Man, remember when The Rock used to have hair?
I know his hairline was doing him no favors by the mid-2000’s, but I always thought Rocky’s hair was a striking part of his look. Bald Dwayne is just another in a long line of hairless badass types, and it doesn’t have the flavor that he used to have.
Maybe that’s just me, though.
When I was recently perusing the streaming services for something to watch, I came across The Rundown (available on Peacock!), and something stirred within me and demanded to see slimmer The Rock with hair. So I started the flick.
The Rundown, to me, always got easily confused with another Rock vehicle, Walking Tall. They came out around the same time–about within a year of each other–and they each co-starred a future Duke Boy: Sean William Scott in The Rundown; Johnny Knoxville in Walking Tall. That’s a strange coincidence, I guess, and part of me hopes Rocky got their agents together to make The Dukes Of Hazard re-imagining happen.

## DATASET ROWS
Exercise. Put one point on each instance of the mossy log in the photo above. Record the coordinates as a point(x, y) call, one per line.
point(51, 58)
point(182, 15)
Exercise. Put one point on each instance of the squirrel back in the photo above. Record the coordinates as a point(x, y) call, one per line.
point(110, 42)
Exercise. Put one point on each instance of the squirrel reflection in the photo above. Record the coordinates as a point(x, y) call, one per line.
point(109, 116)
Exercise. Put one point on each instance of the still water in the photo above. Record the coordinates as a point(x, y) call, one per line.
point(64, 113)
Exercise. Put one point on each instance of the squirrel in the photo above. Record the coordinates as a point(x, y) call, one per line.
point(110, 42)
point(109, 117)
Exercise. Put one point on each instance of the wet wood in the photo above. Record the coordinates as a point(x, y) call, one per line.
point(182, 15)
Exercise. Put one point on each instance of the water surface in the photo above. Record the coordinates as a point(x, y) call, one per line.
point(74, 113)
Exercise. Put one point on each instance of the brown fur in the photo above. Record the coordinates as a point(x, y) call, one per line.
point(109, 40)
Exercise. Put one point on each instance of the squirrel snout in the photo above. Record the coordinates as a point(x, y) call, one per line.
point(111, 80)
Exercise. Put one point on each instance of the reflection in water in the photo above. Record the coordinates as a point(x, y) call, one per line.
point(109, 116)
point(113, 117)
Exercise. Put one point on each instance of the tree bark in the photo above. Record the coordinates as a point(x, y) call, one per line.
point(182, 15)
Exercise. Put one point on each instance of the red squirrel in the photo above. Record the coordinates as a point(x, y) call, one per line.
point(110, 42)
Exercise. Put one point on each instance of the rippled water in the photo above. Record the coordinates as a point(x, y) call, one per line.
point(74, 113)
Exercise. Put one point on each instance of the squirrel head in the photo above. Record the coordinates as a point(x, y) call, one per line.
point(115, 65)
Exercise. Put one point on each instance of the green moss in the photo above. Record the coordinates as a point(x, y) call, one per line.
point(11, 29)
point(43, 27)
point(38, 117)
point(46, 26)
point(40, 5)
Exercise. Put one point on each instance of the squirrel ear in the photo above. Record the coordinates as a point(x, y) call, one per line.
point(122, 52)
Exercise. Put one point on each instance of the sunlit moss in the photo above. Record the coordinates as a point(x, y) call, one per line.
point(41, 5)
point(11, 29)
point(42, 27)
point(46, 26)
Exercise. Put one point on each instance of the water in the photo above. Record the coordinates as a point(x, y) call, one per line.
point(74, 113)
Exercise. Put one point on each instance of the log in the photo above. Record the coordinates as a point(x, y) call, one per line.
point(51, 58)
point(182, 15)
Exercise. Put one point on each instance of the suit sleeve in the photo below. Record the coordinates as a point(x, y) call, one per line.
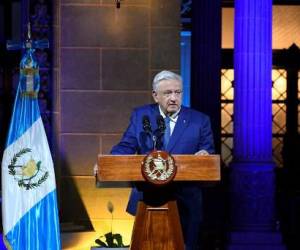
point(206, 137)
point(128, 143)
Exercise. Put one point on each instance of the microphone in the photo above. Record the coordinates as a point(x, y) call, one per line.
point(147, 125)
point(161, 124)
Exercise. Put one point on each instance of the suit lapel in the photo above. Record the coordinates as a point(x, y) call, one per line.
point(181, 125)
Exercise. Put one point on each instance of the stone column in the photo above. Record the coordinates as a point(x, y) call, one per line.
point(252, 176)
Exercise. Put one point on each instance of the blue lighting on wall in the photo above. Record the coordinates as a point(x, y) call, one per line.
point(185, 66)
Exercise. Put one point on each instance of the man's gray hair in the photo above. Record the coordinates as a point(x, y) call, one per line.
point(165, 75)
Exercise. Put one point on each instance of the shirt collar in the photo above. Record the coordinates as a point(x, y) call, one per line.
point(173, 117)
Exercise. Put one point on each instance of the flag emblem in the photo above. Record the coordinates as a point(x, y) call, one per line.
point(27, 172)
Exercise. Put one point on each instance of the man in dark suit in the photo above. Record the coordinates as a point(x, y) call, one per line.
point(189, 132)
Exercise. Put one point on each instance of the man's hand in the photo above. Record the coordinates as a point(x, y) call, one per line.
point(202, 152)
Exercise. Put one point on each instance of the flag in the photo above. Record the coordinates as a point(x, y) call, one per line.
point(29, 202)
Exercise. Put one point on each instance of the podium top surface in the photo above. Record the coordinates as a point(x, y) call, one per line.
point(128, 167)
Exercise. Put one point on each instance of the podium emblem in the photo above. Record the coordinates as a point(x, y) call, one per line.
point(159, 167)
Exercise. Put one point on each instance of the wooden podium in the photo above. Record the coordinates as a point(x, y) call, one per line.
point(158, 228)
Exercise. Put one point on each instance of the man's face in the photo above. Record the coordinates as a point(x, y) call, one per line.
point(168, 95)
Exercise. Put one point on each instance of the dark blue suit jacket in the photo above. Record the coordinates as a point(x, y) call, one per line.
point(192, 133)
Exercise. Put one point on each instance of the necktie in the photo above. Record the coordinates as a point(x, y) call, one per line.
point(167, 132)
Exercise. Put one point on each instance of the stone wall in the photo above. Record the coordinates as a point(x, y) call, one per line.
point(104, 62)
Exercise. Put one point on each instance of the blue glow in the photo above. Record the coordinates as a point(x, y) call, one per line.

## WORK INSTRUCTIONS
[1] Answer from the post about The Rundown:
(a) Which streaming service carried The Rundown?
(b) Which future Duke Boy co-starred in Walking Tall?
(c) By what period was his hairline doing him no favors?
[2] From the post about The Rundown, lift the passage starting at "Maybe that’s just" and ending at "started the flick.", word for word.
Work only from the post about The Rundown.

## TASK RESPONSES
[1]
(a) Peacock
(b) Johnny Knoxville
(c) The mid-2000's

[2]
Maybe that’s just me, though.
When I was recently perusing the streaming services for something to watch, I came across The Rundown (available on Peacock!), and something stirred within me and demanded to see slimmer The Rock with hair. So I started the flick.